Written instruction: Arrange the lines as a JSON list of strings, one string per line with blank lines omitted, starting at the line that contains "Guideline: the keypoint for each instance of the red" and ending at the last of the lines, both included.

Data for the task:
=-=-=-=-=

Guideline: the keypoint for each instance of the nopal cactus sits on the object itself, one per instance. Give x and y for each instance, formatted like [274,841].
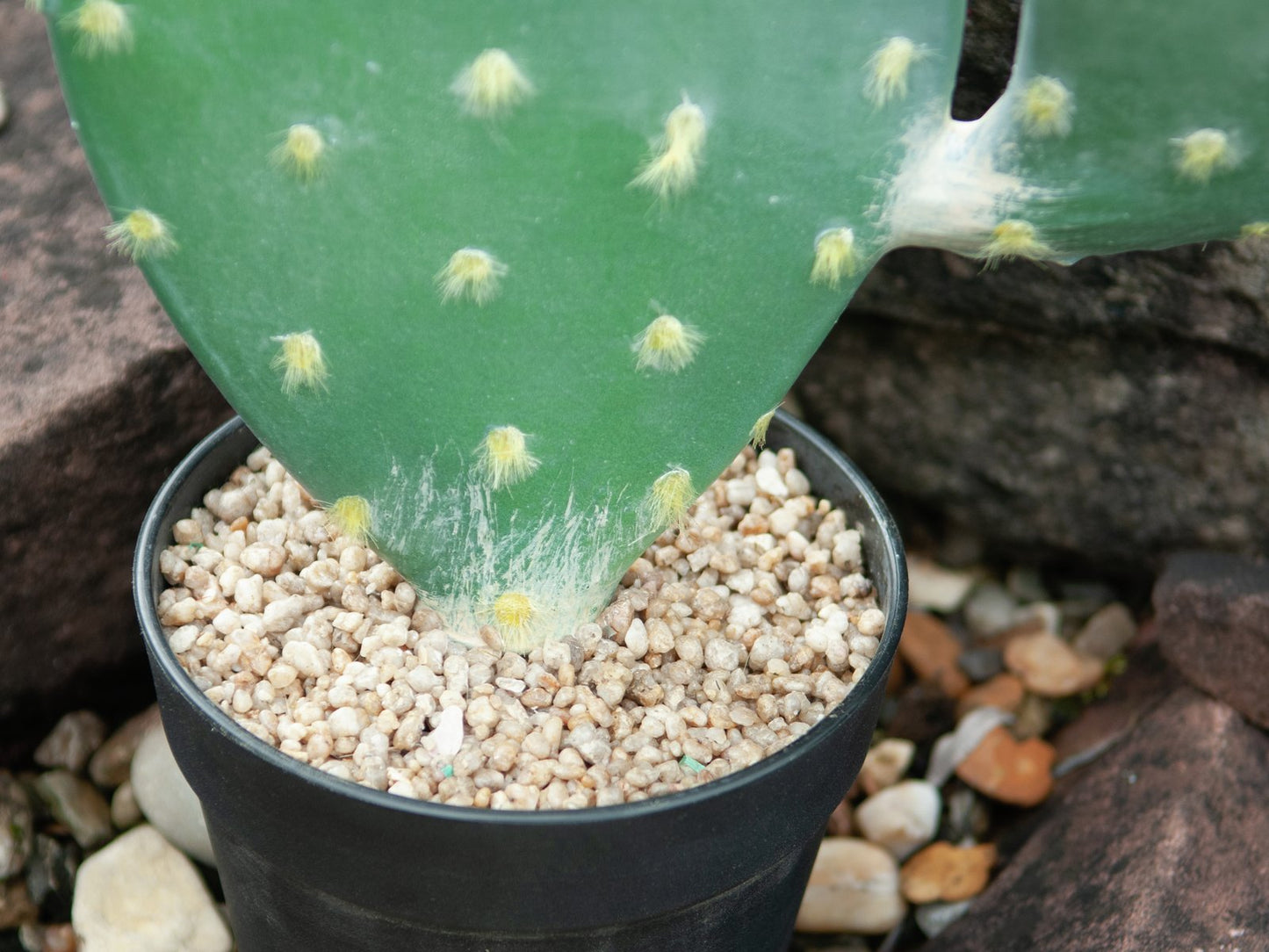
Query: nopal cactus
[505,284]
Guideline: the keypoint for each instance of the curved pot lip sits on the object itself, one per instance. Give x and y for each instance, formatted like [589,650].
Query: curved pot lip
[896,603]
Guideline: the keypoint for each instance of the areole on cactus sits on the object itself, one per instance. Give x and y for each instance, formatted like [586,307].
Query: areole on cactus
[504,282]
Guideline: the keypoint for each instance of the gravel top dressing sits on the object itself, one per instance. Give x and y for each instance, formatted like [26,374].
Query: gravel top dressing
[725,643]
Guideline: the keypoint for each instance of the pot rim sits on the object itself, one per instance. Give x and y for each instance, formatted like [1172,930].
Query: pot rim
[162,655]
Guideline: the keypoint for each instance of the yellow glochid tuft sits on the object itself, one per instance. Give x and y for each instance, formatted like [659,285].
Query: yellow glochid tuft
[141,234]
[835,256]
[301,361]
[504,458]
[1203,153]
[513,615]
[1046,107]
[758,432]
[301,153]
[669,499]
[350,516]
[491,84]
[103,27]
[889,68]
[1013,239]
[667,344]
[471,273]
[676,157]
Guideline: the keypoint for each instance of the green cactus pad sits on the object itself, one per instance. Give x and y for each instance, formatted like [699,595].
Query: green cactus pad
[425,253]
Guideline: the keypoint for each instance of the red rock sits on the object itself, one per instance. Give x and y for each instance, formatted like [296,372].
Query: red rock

=-=-=-=-=

Written reply:
[
  "Guideline: the keypoint for each instance of the red rock sits on the object itself, one per instance. Give x and y for each instance, formatted like [296,372].",
  "Query: red rock"
]